### ACTIVITY
Output every entry exactly as written.

### INPUT
^^^^^^^^^^^^^^^^

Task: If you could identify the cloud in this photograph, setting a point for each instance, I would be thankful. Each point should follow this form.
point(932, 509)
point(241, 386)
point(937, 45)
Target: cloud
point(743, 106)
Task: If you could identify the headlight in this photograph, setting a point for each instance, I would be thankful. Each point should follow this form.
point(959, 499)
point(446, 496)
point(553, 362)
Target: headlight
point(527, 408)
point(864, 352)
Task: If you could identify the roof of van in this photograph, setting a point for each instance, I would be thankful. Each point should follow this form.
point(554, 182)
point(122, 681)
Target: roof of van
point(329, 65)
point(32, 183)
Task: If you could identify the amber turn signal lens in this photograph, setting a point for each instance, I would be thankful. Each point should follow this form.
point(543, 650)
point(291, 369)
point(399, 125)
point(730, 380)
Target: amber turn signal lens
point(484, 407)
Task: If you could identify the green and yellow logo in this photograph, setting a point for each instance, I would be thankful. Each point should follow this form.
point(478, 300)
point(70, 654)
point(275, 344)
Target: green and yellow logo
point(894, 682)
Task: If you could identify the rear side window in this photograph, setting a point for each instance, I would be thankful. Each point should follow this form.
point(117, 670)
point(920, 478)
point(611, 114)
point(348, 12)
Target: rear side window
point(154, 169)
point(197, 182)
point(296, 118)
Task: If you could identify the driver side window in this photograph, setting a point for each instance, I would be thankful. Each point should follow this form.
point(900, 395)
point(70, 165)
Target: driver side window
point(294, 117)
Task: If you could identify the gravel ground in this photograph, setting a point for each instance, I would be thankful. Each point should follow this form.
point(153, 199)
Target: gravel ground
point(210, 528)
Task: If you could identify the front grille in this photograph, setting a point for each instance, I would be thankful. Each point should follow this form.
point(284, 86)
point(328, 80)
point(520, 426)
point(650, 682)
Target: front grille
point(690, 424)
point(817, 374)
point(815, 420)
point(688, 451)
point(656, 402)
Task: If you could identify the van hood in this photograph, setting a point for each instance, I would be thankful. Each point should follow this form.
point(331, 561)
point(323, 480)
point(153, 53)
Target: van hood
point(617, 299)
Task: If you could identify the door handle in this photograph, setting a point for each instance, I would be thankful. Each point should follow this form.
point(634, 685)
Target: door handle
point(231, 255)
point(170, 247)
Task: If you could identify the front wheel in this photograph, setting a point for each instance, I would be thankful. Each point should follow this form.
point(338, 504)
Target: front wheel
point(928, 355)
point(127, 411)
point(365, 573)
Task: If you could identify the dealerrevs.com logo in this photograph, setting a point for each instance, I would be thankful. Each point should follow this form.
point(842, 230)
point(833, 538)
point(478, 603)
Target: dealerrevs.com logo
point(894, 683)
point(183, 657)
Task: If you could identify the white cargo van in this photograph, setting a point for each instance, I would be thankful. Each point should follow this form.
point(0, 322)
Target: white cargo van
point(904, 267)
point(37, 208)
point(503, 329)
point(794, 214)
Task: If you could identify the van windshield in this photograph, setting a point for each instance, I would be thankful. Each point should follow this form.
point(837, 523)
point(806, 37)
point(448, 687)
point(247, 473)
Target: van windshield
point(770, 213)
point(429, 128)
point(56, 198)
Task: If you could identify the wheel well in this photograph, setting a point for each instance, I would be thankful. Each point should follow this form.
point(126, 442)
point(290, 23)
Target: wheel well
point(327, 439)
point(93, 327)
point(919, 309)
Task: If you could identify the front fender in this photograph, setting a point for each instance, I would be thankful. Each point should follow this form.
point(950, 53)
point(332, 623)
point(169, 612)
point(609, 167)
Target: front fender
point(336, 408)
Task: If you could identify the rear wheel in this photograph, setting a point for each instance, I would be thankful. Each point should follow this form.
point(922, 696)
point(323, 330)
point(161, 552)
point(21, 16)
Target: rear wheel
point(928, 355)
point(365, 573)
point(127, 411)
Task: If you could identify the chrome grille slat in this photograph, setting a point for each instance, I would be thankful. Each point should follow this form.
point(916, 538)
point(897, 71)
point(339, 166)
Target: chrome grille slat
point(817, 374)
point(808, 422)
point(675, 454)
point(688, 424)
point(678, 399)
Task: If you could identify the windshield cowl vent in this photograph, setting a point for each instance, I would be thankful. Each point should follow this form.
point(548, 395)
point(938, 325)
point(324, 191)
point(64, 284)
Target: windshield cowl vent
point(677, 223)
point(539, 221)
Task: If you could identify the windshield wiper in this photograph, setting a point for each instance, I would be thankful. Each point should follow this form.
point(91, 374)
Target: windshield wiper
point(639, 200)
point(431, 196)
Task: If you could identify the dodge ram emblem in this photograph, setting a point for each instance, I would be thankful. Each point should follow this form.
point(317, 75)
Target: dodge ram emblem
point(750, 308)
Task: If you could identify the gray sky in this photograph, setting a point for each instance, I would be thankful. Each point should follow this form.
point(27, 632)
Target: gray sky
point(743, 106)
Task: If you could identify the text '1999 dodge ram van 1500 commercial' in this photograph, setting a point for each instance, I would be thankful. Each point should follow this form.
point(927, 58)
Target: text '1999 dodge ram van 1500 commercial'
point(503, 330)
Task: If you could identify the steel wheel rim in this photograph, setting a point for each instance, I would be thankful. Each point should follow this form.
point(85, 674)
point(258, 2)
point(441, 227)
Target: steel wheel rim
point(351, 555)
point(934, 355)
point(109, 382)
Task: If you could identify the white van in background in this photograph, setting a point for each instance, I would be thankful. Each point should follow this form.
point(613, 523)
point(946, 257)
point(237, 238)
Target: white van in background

^^^^^^^^^^^^^^^^

### YOUR RESPONSE
Task: If you could identify the cloud in this photograph, setting a point for each instance, I would be thankful. Each point should follow this form.
point(932, 509)
point(241, 386)
point(937, 45)
Target: cloud
point(743, 106)
Task: If you could identify the headlight in this photograph, setting a point for each instance, I would be thankful. Each point should follow this form.
point(959, 499)
point(446, 496)
point(553, 362)
Target: headlight
point(527, 408)
point(864, 352)
Task: If you could identify the roof of van in this photograph, setting a point for each instance, I would be thankful. Each point should follow this form.
point(554, 182)
point(122, 681)
Target: roof of van
point(329, 65)
point(32, 183)
Task: If you could identify the amber turn signal lens in this photograph, setting a point for each instance, I would be thankful. Each point should follow this form.
point(543, 650)
point(291, 369)
point(399, 125)
point(730, 380)
Target: amber turn signal lens
point(484, 407)
Task: If you could identify the green and yellow logo in this photograph, setting a point for each instance, I would be thankful. Each point should follow this form.
point(478, 300)
point(70, 654)
point(275, 344)
Target: green and yellow logo
point(894, 682)
Task: If you could identify the rear side window in this photograph, setting a point for each instance, I would be thankful. Each point should follow this form.
point(117, 670)
point(920, 478)
point(611, 114)
point(348, 12)
Target: rear side window
point(154, 169)
point(197, 182)
point(296, 118)
Task: If you could identify the driver side window in this photograph, setting a point for each instance, I would be thankful. Each point should follow this form.
point(900, 395)
point(70, 165)
Target: driver side window
point(294, 117)
Task: If you could identify the gravel ground in this photograph, setting a point for each instance, I would be thankful. Each point should follow this form.
point(153, 199)
Target: gravel ground
point(210, 528)
Task: If you could identify the front grille in this photograph, setting a point for each instance, I would be thankful. Each point should follow this form.
point(284, 86)
point(328, 80)
point(520, 426)
point(650, 682)
Target: front grille
point(690, 424)
point(817, 374)
point(815, 420)
point(688, 451)
point(656, 402)
Task: If you could identify the van hood in this photograph, setting a point for each instance, I would be thankful. Each point should follow this form.
point(331, 561)
point(323, 480)
point(153, 53)
Target: van hood
point(617, 299)
Task: If you could identify the door handle in this photograph, setting a point for each instance, I would be thankful. Each point should follow this form.
point(634, 685)
Target: door handle
point(231, 255)
point(170, 247)
Task: If you could identify the front wheel in this photograph, setting a point for each instance, I would be thankful. Each point should follow this form.
point(338, 504)
Target: front wheel
point(928, 355)
point(127, 411)
point(365, 573)
Task: If you could identify the dealerrevs.com logo in this photograph, setting a point for each instance, I would be thankful. Each point should follow this form.
point(842, 230)
point(833, 538)
point(478, 603)
Target: dealerrevs.com logo
point(894, 683)
point(183, 657)
Task: If you could identify the white cargo van in this photograph, setting a point for each instance, I would be thankful. Each point should follow this form.
point(0, 322)
Target: white cargo van
point(904, 267)
point(37, 208)
point(503, 329)
point(794, 214)
Task: If you could identify the van windshield in this photograph, setting a point for each instance, I would be thankful. Each point should follow this form.
point(837, 523)
point(806, 37)
point(448, 687)
point(247, 473)
Target: van windshield
point(770, 213)
point(429, 128)
point(56, 198)
Task: If you could identify the wheel well in this photograph, setting a point for each instance, I would be thankful. Each point should follow this form.
point(126, 442)
point(290, 23)
Target: wheel well
point(327, 439)
point(93, 327)
point(919, 309)
Task: If you could identify the front fender in this photograph, setting a point for each instance, I would be thankful. Each point should follow this form.
point(950, 53)
point(332, 623)
point(169, 612)
point(609, 167)
Target: front fender
point(336, 408)
Task: If you could identify the rear wheel in this photograph, setting a point for each instance, I would be thankful. Each point should follow this form.
point(922, 696)
point(323, 330)
point(161, 552)
point(21, 16)
Target: rear wheel
point(928, 355)
point(365, 573)
point(127, 411)
Task: If you could identify the chrome grille slat in this photograph, setting a point for each instance, I would be thankful. Each point should follow this form.
point(916, 538)
point(897, 71)
point(339, 166)
Target: chrome grille slat
point(817, 374)
point(808, 422)
point(675, 454)
point(688, 424)
point(678, 399)
Task: If you could identify the windshield cowl vent in this photograph, setting a point for each instance, I would be thankful. Each point should follow this form.
point(548, 395)
point(938, 325)
point(324, 191)
point(64, 284)
Target: windshield cowl vent
point(677, 223)
point(539, 221)
Task: If you could identify the windshield wiper in this photograph, setting a point for each instance, I would be thankful. Each point should follow this form.
point(91, 374)
Target: windshield wiper
point(639, 200)
point(431, 196)
Task: If you could identify the dodge ram emblem in this photograph, setting a point for each instance, I would be thankful. Each point should follow this form.
point(317, 75)
Target: dodge ram emblem
point(750, 308)
Task: If you could identify the gray sky in this photograph, setting a point for each instance, I would be thankful. Each point should follow this form.
point(27, 632)
Target: gray sky
point(743, 106)
Task: If you could identify the text '1999 dodge ram van 1500 commercial' in this photograph, setting a point for each instance, I would be thankful. Each point should follow this form.
point(927, 58)
Target: text '1999 dodge ram van 1500 commercial'
point(503, 330)
Task: If you could identify the steel wheel rim in this photograph, setting a point for each instance, I would be thankful. Each point should follow this form.
point(85, 674)
point(258, 2)
point(441, 227)
Target: steel wheel rim
point(351, 555)
point(934, 355)
point(109, 382)
Task: If you could identify the white van in background in this photograph, setting a point for each instance, I would be thankful. Each point should follow this form.
point(613, 523)
point(946, 257)
point(237, 238)
Target: white van in background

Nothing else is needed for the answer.